*PROBLEM*
Copy out word for word the part of the items that opens with the line containing "of the smiling" and closes with the last line of the items, including both of those lines.

::: RECORDS TO USE

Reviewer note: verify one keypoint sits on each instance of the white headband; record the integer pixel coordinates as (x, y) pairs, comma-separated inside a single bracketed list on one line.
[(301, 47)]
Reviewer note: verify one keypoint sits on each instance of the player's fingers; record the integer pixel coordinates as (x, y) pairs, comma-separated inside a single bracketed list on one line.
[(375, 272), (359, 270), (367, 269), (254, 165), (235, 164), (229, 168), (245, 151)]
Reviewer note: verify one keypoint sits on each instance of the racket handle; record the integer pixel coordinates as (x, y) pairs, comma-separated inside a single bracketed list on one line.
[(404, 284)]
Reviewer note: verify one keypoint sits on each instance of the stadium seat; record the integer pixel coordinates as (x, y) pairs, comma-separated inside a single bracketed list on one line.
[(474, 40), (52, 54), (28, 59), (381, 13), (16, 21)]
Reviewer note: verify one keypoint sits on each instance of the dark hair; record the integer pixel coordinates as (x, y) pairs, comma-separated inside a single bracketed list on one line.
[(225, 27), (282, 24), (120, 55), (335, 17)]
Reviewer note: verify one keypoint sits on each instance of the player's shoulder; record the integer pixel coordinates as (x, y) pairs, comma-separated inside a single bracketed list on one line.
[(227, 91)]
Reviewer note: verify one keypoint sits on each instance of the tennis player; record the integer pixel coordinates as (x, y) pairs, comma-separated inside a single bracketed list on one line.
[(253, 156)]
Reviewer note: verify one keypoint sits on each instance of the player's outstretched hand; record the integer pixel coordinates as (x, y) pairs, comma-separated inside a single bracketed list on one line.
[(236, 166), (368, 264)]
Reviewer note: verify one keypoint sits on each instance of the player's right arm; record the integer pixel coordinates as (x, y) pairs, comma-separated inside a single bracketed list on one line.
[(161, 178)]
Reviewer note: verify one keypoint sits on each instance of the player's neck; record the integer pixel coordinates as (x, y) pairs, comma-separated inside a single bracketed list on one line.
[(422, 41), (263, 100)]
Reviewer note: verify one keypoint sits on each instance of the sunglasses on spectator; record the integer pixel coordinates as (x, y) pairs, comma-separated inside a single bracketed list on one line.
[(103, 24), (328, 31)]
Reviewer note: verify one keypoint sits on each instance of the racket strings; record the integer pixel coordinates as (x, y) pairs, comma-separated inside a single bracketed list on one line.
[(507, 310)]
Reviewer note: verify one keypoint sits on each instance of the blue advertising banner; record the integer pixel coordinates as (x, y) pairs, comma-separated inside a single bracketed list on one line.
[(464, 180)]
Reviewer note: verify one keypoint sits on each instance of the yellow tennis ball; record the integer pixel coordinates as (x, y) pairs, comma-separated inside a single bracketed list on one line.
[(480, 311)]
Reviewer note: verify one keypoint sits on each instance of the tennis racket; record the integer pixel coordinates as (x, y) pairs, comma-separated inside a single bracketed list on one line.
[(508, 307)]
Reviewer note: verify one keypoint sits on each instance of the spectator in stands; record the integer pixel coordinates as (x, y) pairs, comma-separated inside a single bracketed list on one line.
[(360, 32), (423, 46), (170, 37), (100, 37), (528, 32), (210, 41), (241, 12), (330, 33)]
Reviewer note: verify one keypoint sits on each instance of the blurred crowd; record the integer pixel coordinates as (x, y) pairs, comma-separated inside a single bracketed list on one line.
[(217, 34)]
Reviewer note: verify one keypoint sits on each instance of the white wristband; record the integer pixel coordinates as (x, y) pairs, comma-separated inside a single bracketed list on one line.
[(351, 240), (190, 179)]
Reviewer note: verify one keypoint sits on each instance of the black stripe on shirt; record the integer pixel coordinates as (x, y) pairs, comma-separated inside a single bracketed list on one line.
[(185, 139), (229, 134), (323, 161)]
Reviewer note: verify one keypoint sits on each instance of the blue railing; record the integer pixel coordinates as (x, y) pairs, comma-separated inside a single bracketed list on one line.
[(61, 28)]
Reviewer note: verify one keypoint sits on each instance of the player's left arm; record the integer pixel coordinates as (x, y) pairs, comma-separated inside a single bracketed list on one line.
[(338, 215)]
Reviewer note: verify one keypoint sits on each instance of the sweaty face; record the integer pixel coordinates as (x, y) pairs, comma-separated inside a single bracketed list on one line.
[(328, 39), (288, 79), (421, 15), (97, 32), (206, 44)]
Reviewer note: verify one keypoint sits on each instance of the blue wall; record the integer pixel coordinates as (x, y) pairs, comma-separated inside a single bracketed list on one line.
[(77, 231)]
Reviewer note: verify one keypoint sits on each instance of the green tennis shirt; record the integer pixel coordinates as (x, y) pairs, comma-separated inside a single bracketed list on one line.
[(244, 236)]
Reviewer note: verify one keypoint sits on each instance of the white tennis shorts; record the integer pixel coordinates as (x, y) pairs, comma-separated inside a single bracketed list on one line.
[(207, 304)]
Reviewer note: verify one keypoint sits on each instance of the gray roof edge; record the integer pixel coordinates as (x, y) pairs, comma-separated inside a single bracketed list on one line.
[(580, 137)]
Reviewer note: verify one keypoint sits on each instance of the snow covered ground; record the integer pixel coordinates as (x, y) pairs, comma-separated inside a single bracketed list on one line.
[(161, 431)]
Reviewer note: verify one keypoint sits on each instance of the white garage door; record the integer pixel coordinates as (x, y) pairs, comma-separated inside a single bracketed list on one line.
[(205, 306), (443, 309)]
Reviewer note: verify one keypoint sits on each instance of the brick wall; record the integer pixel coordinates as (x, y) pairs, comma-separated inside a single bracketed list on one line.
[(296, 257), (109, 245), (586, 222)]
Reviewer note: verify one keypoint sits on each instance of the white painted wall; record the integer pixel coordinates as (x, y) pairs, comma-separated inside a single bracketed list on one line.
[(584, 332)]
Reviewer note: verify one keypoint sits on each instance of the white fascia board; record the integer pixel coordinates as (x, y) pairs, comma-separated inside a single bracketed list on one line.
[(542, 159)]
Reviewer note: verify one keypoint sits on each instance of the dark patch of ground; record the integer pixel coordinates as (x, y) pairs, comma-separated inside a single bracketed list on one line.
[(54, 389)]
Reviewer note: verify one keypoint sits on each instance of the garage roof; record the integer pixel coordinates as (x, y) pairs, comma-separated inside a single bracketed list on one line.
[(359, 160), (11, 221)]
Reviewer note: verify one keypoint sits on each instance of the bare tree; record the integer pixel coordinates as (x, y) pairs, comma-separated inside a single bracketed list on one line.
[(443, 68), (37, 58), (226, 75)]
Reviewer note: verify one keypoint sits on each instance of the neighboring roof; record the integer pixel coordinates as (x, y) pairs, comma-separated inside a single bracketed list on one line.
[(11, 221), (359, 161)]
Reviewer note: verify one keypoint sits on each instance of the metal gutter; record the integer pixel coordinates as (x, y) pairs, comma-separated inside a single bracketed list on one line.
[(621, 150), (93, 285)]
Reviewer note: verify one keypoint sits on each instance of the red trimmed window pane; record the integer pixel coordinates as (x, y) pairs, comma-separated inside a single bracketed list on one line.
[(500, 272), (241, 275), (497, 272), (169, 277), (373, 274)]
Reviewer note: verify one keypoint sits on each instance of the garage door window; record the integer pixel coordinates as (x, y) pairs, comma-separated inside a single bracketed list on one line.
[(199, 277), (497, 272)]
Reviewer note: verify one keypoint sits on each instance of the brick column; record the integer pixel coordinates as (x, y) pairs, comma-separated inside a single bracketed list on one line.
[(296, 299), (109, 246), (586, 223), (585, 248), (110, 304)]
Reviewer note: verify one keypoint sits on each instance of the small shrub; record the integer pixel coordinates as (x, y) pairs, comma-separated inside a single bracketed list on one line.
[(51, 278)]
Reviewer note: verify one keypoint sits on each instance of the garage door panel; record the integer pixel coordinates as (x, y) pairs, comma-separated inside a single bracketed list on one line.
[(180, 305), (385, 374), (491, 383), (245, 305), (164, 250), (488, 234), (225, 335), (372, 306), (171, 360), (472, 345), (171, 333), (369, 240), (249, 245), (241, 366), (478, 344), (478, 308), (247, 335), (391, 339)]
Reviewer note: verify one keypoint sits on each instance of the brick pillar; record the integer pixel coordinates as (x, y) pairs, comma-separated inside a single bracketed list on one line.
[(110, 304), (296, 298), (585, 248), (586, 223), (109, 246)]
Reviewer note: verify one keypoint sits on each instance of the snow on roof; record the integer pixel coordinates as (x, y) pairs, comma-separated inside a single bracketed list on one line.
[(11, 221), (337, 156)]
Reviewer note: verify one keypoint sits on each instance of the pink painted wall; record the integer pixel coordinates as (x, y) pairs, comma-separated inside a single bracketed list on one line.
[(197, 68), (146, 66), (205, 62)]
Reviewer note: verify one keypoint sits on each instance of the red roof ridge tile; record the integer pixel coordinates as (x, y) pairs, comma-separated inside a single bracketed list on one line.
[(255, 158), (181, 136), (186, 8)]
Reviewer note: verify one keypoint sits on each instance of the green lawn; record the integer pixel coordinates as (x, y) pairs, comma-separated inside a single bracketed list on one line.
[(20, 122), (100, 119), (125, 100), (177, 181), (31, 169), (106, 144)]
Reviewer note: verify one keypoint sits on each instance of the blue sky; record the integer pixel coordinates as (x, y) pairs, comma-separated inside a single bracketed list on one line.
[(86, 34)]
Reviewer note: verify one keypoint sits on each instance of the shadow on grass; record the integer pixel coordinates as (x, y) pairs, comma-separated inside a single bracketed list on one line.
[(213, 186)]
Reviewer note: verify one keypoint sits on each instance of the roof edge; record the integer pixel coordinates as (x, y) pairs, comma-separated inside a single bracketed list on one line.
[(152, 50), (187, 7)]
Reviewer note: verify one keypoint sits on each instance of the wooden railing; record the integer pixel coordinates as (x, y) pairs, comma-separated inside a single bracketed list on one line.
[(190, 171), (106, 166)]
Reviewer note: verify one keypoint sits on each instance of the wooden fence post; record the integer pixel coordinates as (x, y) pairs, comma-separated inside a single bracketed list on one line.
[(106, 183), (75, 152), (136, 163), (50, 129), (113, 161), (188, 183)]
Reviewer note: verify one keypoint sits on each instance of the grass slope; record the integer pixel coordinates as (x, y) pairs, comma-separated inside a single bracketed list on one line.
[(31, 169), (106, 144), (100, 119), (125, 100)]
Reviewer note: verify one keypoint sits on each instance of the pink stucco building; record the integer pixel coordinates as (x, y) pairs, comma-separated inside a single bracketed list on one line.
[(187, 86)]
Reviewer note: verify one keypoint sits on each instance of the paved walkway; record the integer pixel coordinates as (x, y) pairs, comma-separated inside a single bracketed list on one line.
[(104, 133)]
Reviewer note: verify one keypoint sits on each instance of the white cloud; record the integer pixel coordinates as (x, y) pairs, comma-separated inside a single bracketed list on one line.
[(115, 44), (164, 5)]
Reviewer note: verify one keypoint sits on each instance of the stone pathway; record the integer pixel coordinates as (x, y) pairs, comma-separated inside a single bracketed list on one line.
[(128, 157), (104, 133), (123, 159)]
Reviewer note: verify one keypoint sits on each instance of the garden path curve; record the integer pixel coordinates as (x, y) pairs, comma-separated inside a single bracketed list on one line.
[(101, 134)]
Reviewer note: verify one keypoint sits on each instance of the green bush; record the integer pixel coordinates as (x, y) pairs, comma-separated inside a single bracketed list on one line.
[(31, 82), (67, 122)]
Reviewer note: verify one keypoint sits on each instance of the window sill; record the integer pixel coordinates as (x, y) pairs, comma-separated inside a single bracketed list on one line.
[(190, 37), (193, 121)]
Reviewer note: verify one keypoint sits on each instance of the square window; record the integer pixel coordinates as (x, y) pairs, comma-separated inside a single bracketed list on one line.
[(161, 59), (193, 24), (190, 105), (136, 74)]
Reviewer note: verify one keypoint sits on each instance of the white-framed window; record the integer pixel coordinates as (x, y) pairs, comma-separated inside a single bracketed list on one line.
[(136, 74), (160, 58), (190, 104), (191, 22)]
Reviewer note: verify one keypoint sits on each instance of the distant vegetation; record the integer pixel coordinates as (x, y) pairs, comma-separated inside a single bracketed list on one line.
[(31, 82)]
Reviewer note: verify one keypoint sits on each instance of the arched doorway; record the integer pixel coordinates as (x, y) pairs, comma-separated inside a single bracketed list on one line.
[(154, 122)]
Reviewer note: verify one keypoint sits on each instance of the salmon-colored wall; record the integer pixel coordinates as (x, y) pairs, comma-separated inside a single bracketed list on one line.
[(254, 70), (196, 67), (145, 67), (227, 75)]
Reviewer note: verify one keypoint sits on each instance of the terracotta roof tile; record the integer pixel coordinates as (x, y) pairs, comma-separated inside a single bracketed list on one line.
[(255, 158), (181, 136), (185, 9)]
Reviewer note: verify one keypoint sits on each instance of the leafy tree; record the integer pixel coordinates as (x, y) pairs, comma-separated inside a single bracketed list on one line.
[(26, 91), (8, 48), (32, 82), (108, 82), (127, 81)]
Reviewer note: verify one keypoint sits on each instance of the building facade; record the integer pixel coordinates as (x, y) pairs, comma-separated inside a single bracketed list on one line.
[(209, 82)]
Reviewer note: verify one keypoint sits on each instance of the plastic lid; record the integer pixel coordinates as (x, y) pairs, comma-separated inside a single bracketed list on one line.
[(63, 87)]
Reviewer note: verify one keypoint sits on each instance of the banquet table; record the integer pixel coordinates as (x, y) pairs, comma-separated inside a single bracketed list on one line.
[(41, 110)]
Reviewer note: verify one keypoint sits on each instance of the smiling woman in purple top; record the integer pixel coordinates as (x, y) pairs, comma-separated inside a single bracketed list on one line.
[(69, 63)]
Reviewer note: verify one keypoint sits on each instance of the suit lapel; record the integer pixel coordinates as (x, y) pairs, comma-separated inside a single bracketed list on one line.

::::::

*RESULT*
Reviewer note: verify one keypoint sits on each instance of the smiling woman in purple top; record the integer pixel coordinates as (x, y) pairs, comma-separated inside a single bracketed list on one line.
[(69, 63)]
Reviewer note: verify one keypoint sits on each instance of the suit lapel; record the integer pixel coordinates as (x, y) pairs, comma-separated inside a single bracketed list on one line.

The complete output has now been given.